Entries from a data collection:
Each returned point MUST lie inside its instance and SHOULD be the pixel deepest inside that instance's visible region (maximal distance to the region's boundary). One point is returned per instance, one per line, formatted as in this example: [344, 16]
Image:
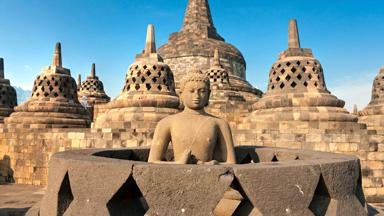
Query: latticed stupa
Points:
[8, 98]
[147, 97]
[225, 102]
[54, 102]
[373, 114]
[298, 111]
[195, 45]
[93, 89]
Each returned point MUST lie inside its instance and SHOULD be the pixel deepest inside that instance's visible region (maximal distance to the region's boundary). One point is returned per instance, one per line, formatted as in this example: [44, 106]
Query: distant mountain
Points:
[22, 94]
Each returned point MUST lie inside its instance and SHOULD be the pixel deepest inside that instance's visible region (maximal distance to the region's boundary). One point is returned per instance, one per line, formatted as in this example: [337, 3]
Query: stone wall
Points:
[26, 152]
[352, 139]
[29, 150]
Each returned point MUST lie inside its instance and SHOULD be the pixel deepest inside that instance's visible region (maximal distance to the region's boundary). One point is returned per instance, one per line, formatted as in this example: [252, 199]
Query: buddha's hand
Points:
[184, 159]
[212, 162]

Challenge:
Please convert the entries into a Markdown table with the columns Row and Line. Start at the line that contains "example: [252, 199]", stop after the last line of the entries, and leave out any blank lines.

Written reply:
| Row | Line |
|---|---|
| 1 | Each returned point MUST lie inside its instance and SHOULD be the pixel deepest inside that instance's visible region (maximal distance to the region's boundary). One point is returned per instance, one per line, formatted as in this example: [252, 199] |
| 2 | Query: buddha's hand |
| 3 | Points: |
| 4 | [184, 159] |
| 5 | [212, 162] |